Problem details → Rewrite the data starting with the line containing "the bicycle in" and going on through the end of the data, keeping every line and all of its wording. Multiply each pixel coordinate by 1.4 and round to a whole number, with halves rounded up.

____

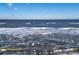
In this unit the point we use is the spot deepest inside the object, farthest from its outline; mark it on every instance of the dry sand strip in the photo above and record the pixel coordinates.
(13, 49)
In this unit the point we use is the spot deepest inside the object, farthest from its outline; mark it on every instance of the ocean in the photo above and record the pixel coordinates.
(39, 23)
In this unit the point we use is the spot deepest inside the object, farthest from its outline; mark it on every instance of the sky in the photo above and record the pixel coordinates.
(39, 10)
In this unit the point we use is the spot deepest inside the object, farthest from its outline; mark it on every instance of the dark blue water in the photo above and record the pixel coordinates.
(39, 23)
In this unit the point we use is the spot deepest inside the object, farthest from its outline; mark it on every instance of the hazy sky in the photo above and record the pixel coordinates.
(39, 11)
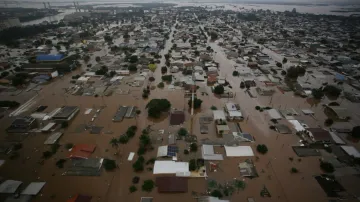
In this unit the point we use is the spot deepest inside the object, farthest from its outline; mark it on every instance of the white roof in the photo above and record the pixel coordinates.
(230, 106)
(131, 156)
(162, 151)
(83, 78)
(212, 69)
(274, 114)
(199, 77)
(9, 186)
(219, 114)
(170, 167)
(33, 188)
(89, 74)
(214, 199)
(115, 78)
(48, 126)
(297, 125)
(352, 151)
(239, 151)
(307, 111)
(53, 138)
(88, 111)
(207, 152)
(38, 115)
(235, 114)
(336, 138)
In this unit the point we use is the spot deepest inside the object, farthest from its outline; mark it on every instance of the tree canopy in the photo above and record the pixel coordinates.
(294, 72)
(356, 132)
(157, 106)
(197, 103)
(261, 148)
(133, 59)
(213, 35)
(332, 91)
(219, 89)
(317, 93)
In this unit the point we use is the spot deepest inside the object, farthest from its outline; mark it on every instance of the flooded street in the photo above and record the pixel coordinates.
(128, 60)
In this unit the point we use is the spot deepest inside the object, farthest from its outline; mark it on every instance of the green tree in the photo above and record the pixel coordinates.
(132, 189)
(123, 139)
(193, 147)
(297, 42)
(328, 122)
(4, 74)
(161, 85)
(114, 143)
(167, 78)
(182, 132)
(355, 132)
(294, 170)
(109, 164)
(133, 59)
(132, 68)
(213, 36)
(197, 103)
(145, 140)
(138, 166)
(327, 167)
(192, 165)
(163, 69)
(284, 60)
(216, 193)
(86, 58)
(219, 89)
(64, 124)
(332, 91)
(112, 73)
(126, 36)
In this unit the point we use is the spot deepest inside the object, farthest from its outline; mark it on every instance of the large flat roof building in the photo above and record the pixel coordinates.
(66, 113)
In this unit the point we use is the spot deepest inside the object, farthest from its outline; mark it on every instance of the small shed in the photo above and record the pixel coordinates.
(53, 138)
(9, 186)
(274, 114)
(33, 188)
(351, 151)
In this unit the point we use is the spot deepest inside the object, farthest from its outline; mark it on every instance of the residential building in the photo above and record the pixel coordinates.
(9, 22)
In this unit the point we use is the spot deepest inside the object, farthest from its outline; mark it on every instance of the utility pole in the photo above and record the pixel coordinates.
(192, 103)
(76, 10)
(78, 6)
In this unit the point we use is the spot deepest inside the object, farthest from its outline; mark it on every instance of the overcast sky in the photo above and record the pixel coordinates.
(238, 1)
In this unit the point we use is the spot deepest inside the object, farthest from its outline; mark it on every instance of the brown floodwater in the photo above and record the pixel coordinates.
(274, 167)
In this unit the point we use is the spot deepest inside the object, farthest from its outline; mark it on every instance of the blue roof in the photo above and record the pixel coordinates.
(49, 57)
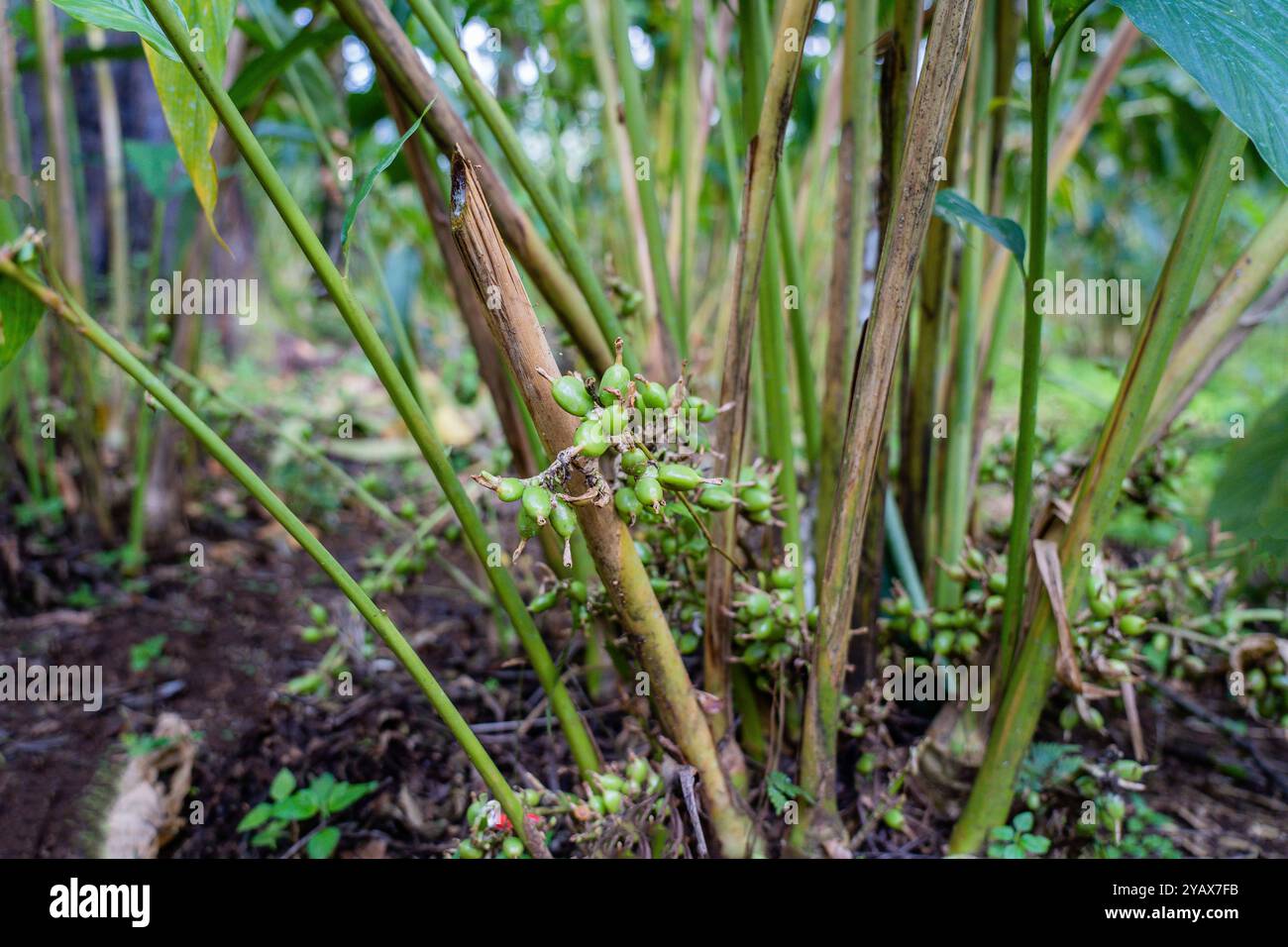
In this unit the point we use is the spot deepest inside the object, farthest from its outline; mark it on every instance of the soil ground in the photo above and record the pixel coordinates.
(232, 642)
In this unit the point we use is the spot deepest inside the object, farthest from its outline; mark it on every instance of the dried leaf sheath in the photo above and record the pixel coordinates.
(518, 334)
(927, 136)
(764, 155)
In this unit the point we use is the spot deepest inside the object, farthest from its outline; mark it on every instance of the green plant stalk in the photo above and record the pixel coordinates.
(728, 138)
(562, 234)
(928, 120)
(1098, 491)
(417, 424)
(375, 616)
(390, 50)
(961, 419)
(684, 162)
(854, 170)
(773, 344)
(1018, 543)
(789, 248)
(642, 144)
(12, 182)
(27, 429)
(765, 151)
(778, 410)
(527, 352)
(1216, 320)
(797, 320)
(406, 356)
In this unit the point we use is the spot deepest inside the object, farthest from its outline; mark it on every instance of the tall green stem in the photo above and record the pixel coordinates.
(1018, 547)
(636, 128)
(956, 480)
(1096, 493)
(562, 234)
(375, 616)
(417, 424)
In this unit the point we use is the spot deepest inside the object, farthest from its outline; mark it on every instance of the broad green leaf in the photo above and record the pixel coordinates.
(321, 789)
(296, 806)
(1064, 12)
(189, 118)
(20, 311)
(957, 210)
(322, 844)
(125, 16)
(282, 785)
(256, 817)
(1250, 497)
(1237, 52)
(370, 180)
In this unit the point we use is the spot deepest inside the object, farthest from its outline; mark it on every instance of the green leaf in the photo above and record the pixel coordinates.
(321, 789)
(282, 785)
(346, 795)
(189, 118)
(1250, 496)
(125, 16)
(1237, 52)
(1034, 844)
(296, 806)
(256, 817)
(20, 315)
(261, 71)
(322, 844)
(269, 835)
(957, 210)
(1064, 12)
(370, 180)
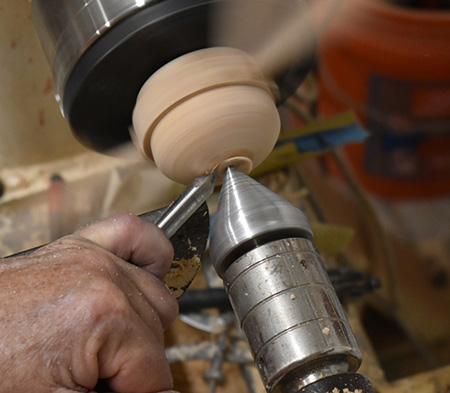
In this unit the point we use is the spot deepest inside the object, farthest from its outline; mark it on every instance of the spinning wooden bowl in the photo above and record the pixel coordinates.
(204, 111)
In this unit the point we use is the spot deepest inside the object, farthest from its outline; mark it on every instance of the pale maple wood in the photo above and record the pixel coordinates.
(205, 111)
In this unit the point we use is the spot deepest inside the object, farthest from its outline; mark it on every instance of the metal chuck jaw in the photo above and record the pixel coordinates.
(262, 247)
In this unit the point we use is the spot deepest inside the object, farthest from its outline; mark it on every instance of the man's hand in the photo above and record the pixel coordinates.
(76, 310)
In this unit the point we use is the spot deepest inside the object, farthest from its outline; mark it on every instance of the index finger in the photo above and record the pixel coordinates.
(132, 239)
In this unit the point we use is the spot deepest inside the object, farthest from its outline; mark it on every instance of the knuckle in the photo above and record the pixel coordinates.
(106, 302)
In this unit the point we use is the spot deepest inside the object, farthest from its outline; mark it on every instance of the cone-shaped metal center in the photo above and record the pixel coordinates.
(250, 215)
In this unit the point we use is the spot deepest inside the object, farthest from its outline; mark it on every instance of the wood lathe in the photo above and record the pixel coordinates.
(195, 103)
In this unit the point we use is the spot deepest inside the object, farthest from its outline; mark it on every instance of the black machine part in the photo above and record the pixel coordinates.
(99, 85)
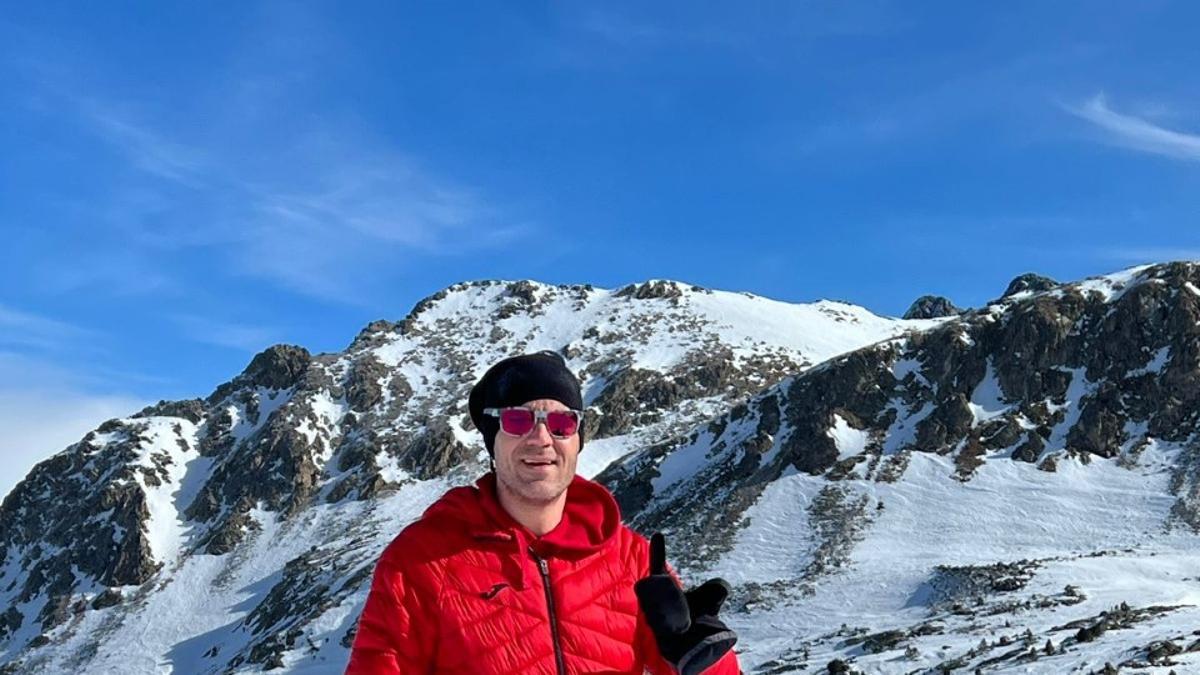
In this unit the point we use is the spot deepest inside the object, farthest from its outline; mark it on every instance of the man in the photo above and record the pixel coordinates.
(532, 571)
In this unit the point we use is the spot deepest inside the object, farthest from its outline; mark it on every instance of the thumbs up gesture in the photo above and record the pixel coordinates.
(685, 626)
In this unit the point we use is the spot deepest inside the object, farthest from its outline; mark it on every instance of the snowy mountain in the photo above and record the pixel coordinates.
(237, 532)
(1008, 489)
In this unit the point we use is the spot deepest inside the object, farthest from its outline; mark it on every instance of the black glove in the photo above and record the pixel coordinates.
(685, 626)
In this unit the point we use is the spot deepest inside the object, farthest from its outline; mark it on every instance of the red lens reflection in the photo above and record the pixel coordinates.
(516, 422)
(562, 423)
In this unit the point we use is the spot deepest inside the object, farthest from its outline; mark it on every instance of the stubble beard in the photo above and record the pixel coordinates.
(535, 493)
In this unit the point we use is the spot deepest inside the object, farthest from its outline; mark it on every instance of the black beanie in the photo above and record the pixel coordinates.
(519, 380)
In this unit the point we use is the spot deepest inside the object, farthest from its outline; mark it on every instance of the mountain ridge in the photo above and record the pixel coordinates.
(805, 464)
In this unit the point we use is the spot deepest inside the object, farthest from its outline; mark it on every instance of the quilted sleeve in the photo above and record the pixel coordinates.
(397, 629)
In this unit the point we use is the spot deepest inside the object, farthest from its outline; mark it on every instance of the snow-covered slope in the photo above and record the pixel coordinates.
(1015, 489)
(237, 532)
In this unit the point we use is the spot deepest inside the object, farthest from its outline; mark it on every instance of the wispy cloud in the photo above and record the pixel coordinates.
(1150, 255)
(1138, 133)
(25, 329)
(324, 208)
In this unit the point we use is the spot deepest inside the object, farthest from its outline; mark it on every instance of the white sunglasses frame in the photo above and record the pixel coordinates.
(539, 416)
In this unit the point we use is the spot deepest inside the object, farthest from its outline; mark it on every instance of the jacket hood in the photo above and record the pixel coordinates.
(591, 519)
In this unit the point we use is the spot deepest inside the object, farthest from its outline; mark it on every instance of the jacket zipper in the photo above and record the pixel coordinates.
(553, 617)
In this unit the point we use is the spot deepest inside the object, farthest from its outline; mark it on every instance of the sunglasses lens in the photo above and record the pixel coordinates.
(516, 422)
(562, 423)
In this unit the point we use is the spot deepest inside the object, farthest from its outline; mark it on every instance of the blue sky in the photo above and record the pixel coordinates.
(184, 184)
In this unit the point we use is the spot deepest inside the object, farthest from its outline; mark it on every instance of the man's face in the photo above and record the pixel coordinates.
(535, 467)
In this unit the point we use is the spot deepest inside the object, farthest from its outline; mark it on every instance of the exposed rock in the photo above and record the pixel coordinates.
(1030, 281)
(191, 410)
(931, 306)
(275, 368)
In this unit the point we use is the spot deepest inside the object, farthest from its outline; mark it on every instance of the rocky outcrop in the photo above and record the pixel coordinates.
(1086, 370)
(1031, 282)
(276, 368)
(931, 306)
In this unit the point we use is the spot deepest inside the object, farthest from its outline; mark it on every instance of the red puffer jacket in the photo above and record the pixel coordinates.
(468, 590)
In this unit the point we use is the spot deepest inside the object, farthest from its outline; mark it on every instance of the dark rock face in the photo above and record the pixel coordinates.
(931, 306)
(1030, 281)
(191, 410)
(1085, 370)
(48, 541)
(276, 368)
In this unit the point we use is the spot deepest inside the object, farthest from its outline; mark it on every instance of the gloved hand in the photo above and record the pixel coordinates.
(685, 626)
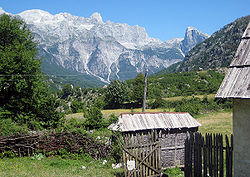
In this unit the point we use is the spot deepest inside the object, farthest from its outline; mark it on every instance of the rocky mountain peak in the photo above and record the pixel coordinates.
(105, 51)
(192, 38)
(96, 16)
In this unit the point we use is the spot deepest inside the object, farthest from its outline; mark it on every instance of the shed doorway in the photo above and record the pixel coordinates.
(142, 157)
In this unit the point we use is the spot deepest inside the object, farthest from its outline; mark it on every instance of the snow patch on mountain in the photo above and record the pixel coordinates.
(105, 50)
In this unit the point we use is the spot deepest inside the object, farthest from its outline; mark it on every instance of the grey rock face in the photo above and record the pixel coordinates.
(106, 51)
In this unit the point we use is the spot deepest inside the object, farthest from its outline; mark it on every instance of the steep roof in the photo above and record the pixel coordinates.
(147, 121)
(236, 83)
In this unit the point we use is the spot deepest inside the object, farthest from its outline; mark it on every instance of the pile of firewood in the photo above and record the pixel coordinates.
(27, 145)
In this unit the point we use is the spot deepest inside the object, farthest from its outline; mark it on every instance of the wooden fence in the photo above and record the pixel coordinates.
(206, 156)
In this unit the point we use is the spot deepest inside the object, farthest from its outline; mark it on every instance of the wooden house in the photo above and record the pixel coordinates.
(169, 129)
(236, 85)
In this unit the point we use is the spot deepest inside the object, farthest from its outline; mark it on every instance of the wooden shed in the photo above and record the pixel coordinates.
(169, 129)
(236, 85)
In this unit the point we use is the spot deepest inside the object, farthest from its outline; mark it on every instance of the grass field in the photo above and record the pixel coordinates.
(188, 97)
(217, 122)
(26, 167)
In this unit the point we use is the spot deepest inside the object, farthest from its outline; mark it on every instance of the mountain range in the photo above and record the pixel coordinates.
(215, 52)
(95, 52)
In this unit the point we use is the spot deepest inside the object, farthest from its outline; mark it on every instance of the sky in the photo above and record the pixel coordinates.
(163, 19)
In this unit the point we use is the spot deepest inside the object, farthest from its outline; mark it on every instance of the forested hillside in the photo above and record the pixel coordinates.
(215, 52)
(185, 83)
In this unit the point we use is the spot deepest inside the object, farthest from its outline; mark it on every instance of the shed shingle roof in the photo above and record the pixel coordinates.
(146, 121)
(236, 83)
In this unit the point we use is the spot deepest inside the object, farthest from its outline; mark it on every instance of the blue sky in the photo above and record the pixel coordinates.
(163, 19)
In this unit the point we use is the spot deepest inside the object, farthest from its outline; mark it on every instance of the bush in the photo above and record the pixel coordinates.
(9, 127)
(94, 118)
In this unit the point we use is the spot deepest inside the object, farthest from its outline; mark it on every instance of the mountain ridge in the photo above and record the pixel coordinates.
(104, 50)
(216, 51)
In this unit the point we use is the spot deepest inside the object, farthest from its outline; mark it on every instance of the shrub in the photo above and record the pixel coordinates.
(94, 118)
(9, 127)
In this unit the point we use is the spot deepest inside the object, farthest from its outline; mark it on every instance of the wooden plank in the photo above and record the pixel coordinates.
(227, 158)
(205, 155)
(221, 157)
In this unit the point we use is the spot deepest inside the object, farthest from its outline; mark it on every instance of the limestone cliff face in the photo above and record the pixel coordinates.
(104, 50)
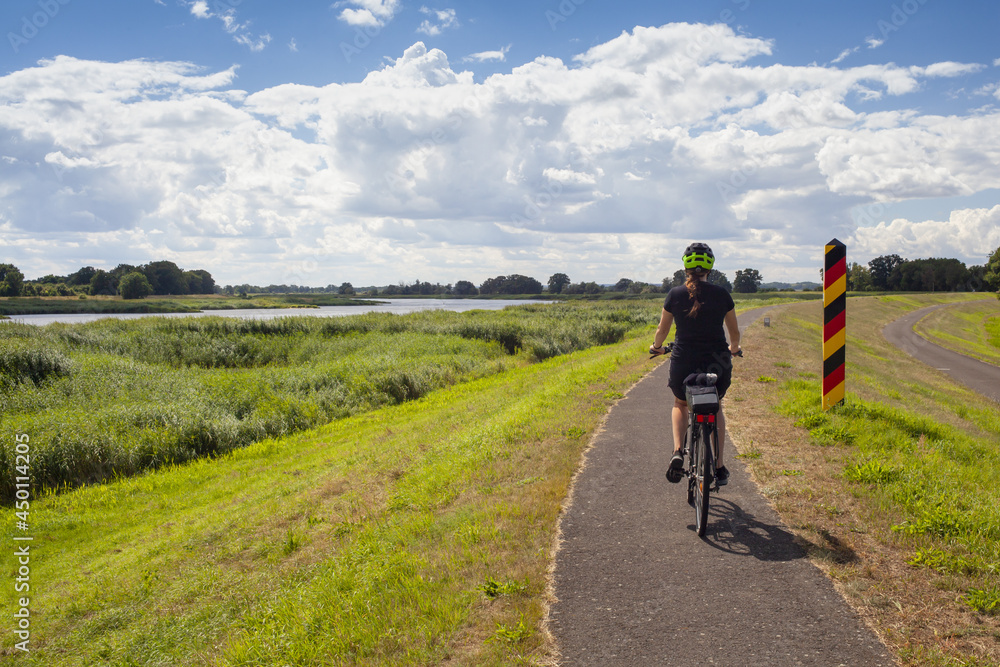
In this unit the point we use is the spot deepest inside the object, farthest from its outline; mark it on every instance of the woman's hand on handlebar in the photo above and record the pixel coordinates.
(657, 351)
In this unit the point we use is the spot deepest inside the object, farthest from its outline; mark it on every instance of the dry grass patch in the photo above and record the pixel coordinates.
(878, 544)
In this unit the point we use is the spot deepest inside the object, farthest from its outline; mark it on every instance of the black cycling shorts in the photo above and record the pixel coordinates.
(720, 363)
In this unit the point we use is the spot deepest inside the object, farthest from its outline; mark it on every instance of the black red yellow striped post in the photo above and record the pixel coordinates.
(834, 322)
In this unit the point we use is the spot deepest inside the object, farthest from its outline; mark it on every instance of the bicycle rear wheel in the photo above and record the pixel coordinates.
(702, 468)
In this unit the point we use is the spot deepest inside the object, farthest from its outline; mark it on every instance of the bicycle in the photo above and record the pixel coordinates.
(701, 441)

____

Expected answer →
In this unit the point we use is the spot deepest inside the object, farthest from its outline; mark it on every instance of the bicycle in the photo above and record the pixel coordinates.
(981, 617)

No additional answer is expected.